### TASK STATEMENT
Could you reproduce, exactly as written, every line from the one containing "Target: white painted building" through the last line of the records, and nothing else?

### Stored records
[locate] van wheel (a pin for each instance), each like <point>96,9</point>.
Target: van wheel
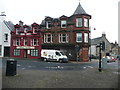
<point>45,59</point>
<point>60,61</point>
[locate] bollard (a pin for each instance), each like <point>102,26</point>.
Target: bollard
<point>11,66</point>
<point>104,63</point>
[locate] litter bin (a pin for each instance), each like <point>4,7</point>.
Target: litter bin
<point>11,67</point>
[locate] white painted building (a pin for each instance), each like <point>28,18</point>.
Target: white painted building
<point>5,36</point>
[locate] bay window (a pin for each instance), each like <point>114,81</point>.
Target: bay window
<point>78,22</point>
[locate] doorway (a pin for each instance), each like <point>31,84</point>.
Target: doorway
<point>25,53</point>
<point>6,51</point>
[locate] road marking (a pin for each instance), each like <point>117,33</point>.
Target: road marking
<point>30,66</point>
<point>55,67</point>
<point>90,66</point>
<point>23,68</point>
<point>18,65</point>
<point>116,72</point>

### WRITTEN REPLY
Target: white painted building
<point>5,36</point>
[locate] bay window (a pin for each instance), each like <point>114,81</point>.
Target: bay window
<point>78,22</point>
[locate] doorway (a pin for each instance), each like <point>31,84</point>.
Target: doorway
<point>25,53</point>
<point>6,51</point>
[locate] road marking (a pin for each instance), each like <point>117,33</point>.
Target: road marking
<point>30,66</point>
<point>55,67</point>
<point>90,66</point>
<point>23,68</point>
<point>18,65</point>
<point>116,72</point>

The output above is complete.